### EXCERPTED DATA

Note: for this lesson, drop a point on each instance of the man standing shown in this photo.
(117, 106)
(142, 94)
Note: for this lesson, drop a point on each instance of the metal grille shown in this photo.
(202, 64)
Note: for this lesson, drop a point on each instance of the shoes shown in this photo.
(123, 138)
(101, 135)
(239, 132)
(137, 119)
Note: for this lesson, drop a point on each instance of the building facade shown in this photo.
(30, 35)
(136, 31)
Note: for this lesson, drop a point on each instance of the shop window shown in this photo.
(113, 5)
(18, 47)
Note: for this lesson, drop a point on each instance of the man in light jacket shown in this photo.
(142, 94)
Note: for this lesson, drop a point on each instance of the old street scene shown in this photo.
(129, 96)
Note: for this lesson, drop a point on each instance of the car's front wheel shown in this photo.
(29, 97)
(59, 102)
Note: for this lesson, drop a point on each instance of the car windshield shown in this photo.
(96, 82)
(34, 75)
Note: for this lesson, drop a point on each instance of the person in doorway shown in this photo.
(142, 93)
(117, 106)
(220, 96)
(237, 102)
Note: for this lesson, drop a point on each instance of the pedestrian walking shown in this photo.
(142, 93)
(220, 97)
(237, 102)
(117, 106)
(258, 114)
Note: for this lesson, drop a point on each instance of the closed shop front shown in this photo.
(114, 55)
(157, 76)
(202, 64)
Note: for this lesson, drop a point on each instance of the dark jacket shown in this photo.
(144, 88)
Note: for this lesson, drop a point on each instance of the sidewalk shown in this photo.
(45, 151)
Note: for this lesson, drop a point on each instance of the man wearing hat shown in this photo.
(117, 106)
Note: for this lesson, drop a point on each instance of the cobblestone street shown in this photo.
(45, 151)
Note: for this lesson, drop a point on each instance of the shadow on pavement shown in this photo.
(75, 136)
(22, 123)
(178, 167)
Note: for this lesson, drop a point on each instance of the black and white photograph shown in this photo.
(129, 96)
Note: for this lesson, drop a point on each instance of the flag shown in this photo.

### TASK REQUIREMENTS
Convert the rows from the line containing "street shown in this photo." through the last line of the rows into a JSON list of strings, one string per line, leaving out any blank lines.

### CORRECT RESULT
[
  "Note: for this lesson, drop a point on each instance of the cobblestone street shown in this photo.",
  "(45, 151)",
  "Note: for this lesson, drop a point on each instance of the shadow on pavement shown in this photo.",
  "(75, 136)",
  "(22, 123)",
  "(178, 167)",
  "Note: for this lesson, drop a point on each instance of the black and white photograph shown in this photo.",
  "(129, 96)",
  "Note: for this lesson, drop a point on each instance of the flag shown in this photo."
]